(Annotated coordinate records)
....
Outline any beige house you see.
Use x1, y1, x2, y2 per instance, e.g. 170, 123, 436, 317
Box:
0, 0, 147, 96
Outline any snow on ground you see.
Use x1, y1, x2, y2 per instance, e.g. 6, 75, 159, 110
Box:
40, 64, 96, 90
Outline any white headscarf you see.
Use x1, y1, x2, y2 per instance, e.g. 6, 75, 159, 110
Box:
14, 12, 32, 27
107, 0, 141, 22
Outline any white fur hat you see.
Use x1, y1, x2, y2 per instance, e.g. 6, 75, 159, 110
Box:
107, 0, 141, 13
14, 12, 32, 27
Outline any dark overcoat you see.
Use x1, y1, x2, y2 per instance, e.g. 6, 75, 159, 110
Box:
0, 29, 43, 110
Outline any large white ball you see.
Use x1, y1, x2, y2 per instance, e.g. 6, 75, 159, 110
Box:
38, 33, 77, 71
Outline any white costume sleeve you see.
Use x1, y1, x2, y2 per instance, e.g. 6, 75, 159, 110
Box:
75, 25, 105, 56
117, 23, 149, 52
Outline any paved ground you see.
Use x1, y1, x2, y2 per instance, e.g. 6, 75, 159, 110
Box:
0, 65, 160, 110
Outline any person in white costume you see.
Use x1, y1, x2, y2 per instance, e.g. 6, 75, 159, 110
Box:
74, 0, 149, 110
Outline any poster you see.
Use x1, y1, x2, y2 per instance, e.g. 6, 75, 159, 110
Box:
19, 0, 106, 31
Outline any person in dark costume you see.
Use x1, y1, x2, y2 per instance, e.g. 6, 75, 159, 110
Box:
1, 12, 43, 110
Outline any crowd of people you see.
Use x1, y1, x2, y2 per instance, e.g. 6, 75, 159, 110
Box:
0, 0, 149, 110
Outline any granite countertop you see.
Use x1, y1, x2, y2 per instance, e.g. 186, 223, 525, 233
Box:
....
- **WHAT YOU SHOULD DO**
Reproduce all of the material above word for word, keeping every line in its original order.

- **SOLUTION TO THE PROBLEM**
Outline any beige house you see.
Use x1, y1, x2, y2 per instance, e.g. 170, 123, 436, 317
Box:
0, 0, 147, 96
Outline any snow on ground you see.
Use x1, y1, x2, y2 per instance, e.g. 6, 75, 159, 110
Box:
40, 64, 96, 90
Outline any white headscarf you see.
Use x1, y1, x2, y2 per instance, e.g. 6, 75, 159, 110
Box:
14, 12, 32, 27
107, 0, 141, 22
Outline any white fur hat you see.
Use x1, y1, x2, y2 per instance, e.g. 6, 75, 159, 110
Box:
107, 0, 141, 13
14, 12, 32, 27
Outline any dark overcoat you see.
Use x1, y1, x2, y2 per instance, e.g. 6, 75, 159, 110
Box:
0, 29, 43, 110
Outline any large white ball you see.
Use x1, y1, x2, y2 per instance, e.g. 6, 75, 159, 110
Box:
38, 33, 77, 71
Outline any white costume sleeve you see.
Use x1, y1, x2, y2 per instance, e.g. 6, 75, 159, 110
Box:
75, 25, 105, 56
117, 23, 149, 52
Outline any paved ground you see.
Use x1, y1, x2, y2 per instance, e.g. 6, 75, 159, 110
Box:
0, 65, 160, 110
Outline any person in white costume you see.
Use x1, y1, x2, y2 per instance, e.g. 6, 75, 159, 110
Box:
74, 0, 149, 110
Outline any poster you see.
Use x1, y1, x2, y2 per instance, e.g. 6, 75, 159, 110
Box:
19, 0, 106, 31
Outline any person in dark costume you see.
Use x1, y1, x2, y2 per instance, e.g. 6, 75, 159, 110
Box:
1, 12, 43, 110
Outline any crowd of people you see.
Use x1, y1, x2, y2 per instance, e.g. 6, 75, 159, 110
Box:
0, 0, 149, 110
Outline any granite countertop you see.
Use x1, y1, x2, y2 per instance, e.g. 186, 223, 525, 233
Box:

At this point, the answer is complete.